POLECENIE 1:
Odpowiedz krótko na pytania do tekstu o Grand Prix Sakhiru 2020:
(a) Czyj wypadek sprawił, że wyścig rozegrany tydzień wcześniej przeszedł do historii?
(b) Z jakiego powodu Grand Prix Sakhiru miało być zupełnie wyjątkowym wyścigiem?
(c) W którym wyścigu Hamilton ostatni raz nie zdobył punktów?
POLECENIE 2:
Skopiuj wiernie z tekstu o Grand Prix Sakhiru 2020 fragment, który zaczyna się od słów „Najbardziej przerażający wypadek”, a kończy na „dwa lata wcześniej.”.

FRAGMENT:
========

Słynne wyścigi: Grand Prix Sakhiru 2020

Dwa wyścigi w Bahrajnie pod koniec sezonu, kiedy losy mistrzostwa już dawno były rozstrzygnięte, nie zapowiadały dużych emocji. Jednak drugi z nich, rozegrany na, debiutującej w F1, bardzo krótkiej zewnętrznej pętli toru, okazał się prawdziwym klasykiem.

Wyścig tydzień wcześniej nie należał do najbardziej pasjonujących, ale przeszedł do historii z powodu przerażającego wypadku Romaina Grosjeana. Francuz cudem wyszedł cało z wypadku, w którym jego samochód z ogromną szybkością rozbił się o barierę, przebił ją tak, że kokpit utknął w niej, podczas gdy tył samochodu odpadł, powodując pożar. Wieloletnia praca nad bezpieczeństwem samochodów sprawiła, że Francuz, mimo siły uderzenia, nie stracił przytomności i był w stanie samodzielnie wyjść z płonącego samochodu.

Najbardziej przerażający wypadek od wielu lat był nadal tematem kilka dni później, kiedy rozpoczął się kolejny weekend wyścigowy, ale nie był to jedyny temat, po wyjątkowo bogatym w wydarzenia tygodniu. Grand Prix Sakhiru miało być zupełnie wyjątkowym wyścigiem, z powodu absencji Lewisa Hamiltona.

2020, to był sezon, w którym Hamilton całkowicie zdeklasował konkurencję, bijąc przy okazji kolejne rekordy. Właśnie wygrał pięć kolejnych wyścigów z rzędu i gdyby wygrał dwa kolejne, wyrównałby rekord trzynastu zwycięstw w sezonie. Powiększał też swój rekord kolejnych wyścigów ukończonych w punktach. Ostatni raz nie udało mu się to w Grand Prix Austrii dwa lata wcześniej.

========

Pozycje zbioru danych:
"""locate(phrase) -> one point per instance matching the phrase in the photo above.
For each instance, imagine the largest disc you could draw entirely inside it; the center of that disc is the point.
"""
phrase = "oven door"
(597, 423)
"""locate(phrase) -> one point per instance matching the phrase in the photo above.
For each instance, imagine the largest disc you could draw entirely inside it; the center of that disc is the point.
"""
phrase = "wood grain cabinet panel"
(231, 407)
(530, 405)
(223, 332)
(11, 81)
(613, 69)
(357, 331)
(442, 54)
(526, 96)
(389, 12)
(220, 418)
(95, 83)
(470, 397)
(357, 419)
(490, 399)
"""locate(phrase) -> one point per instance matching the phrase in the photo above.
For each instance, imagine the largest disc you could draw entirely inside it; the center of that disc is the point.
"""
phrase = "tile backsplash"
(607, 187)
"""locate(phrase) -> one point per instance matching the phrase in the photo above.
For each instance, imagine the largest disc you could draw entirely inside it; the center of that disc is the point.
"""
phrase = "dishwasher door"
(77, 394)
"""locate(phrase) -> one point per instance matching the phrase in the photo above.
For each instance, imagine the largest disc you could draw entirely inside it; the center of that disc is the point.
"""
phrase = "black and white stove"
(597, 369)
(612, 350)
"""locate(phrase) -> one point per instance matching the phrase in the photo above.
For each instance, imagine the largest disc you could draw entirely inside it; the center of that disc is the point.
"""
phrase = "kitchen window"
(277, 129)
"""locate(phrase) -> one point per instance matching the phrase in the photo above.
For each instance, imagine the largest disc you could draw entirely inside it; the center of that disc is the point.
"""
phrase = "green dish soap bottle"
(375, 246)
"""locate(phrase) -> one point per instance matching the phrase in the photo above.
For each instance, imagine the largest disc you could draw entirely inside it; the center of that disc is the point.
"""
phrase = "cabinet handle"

========

ROZWIĄZANIE 1:
(a) Romaina Grosjeana.
(b) Z powodu absencji Lewisa Hamiltona.
(c) W Grand Prix Austrii dwa lata wcześniej.

ROZWIĄZANIE 2:
Najbardziej przerażający wypadek od wielu lat był nadal tematem kilka dni później, kiedy rozpoczął się kolejny weekend wyścigowy, ale nie był to jedyny temat, po wyjątkowo bogatym w wydarzenia tygodniu. Grand Prix Sakhiru miało być zupełnie wyjątkowym wyścigiem, z powodu absencji Lewisa Hamiltona.

2020, to był sezon, w którym Hamilton całkowicie zdeklasował konkurencję, bijąc przy okazji kolejne rekordy. Właśnie wygrał pięć kolejnych wyścigów z rzędu i gdyby wygrał dwa kolejne, wyrównałby rekord trzynastu zwycięstw w sezonie. Powiększał też swój rekord kolejnych wyścigów ukończonych w punktach. Ostatni raz nie udało mu się to w Grand Prix Austrii dwa lata wcześniej.